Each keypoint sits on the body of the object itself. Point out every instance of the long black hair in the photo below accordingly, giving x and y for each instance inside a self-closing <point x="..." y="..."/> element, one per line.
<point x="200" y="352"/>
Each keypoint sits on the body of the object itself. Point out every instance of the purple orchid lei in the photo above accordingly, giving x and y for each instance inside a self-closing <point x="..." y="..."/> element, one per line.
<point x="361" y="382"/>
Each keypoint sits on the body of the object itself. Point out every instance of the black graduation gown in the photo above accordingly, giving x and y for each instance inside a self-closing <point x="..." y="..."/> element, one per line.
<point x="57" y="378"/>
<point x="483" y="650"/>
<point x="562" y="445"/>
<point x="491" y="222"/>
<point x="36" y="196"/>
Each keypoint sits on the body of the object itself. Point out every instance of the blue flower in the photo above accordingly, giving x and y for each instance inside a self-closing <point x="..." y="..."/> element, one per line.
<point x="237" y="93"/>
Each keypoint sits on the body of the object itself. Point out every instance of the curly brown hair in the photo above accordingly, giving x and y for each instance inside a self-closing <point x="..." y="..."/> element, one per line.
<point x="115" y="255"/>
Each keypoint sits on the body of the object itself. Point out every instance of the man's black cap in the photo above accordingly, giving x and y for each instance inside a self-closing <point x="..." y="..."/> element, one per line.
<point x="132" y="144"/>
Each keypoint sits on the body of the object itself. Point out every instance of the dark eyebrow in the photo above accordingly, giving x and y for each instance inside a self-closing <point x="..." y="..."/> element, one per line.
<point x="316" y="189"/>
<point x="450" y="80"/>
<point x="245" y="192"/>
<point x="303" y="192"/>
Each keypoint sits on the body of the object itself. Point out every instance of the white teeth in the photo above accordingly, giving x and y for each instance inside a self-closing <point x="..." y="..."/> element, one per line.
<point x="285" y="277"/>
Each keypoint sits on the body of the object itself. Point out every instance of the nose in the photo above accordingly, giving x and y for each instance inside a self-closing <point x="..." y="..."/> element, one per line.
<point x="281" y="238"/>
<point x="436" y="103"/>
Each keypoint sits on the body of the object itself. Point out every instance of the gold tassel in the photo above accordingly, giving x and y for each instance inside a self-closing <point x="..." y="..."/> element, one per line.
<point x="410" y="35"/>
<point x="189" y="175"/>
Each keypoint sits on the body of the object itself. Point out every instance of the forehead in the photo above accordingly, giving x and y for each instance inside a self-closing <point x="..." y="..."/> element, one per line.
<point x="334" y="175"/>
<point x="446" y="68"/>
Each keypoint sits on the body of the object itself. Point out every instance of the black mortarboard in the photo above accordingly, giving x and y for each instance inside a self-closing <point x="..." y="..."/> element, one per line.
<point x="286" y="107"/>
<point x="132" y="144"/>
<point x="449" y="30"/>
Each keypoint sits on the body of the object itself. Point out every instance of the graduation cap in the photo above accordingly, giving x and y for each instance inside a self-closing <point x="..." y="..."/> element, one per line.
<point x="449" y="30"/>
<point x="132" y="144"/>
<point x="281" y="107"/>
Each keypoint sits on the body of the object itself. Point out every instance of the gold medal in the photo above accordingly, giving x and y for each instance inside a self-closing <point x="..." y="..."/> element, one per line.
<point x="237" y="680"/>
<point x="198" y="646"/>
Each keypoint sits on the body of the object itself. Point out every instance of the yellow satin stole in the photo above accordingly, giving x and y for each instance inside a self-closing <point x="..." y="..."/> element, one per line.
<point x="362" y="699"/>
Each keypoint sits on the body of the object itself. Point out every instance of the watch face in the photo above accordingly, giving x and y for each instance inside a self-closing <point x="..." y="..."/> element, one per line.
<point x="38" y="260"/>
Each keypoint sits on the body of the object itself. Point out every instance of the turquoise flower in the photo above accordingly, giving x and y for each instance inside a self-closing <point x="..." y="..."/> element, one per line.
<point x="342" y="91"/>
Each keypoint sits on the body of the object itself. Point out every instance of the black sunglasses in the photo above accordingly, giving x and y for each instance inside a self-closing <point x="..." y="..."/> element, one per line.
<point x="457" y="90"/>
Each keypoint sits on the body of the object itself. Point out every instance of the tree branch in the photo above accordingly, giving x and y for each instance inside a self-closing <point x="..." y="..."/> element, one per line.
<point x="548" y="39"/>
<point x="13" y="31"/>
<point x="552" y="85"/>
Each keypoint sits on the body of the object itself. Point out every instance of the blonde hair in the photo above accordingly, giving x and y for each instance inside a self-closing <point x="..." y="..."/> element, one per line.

» 书面指令:
从包含“of the tree”的那一行起，一直到记录末尾（首尾均包括在内），将这些行原样重新写出，其中的请求文字也一并保留，并把答案中的每个坐标值都加上42。只写出这些行，不要包含其他内容。

» 任务答复:
Each keypoint sits on the body of the object itself. Point out every instance of the tree branch in the photo above accordingly, giving x and y for each instance inside a self-closing <point x="..." y="..."/> element, one per line.
<point x="590" y="81"/>
<point x="55" y="73"/>
<point x="594" y="127"/>
Each keypoint sits on the body of the object itself. Point out every instance of the blonde hair in the photo above accordingly, giving x and y for each instance inside a self-closing <point x="..." y="..."/> element, one per line.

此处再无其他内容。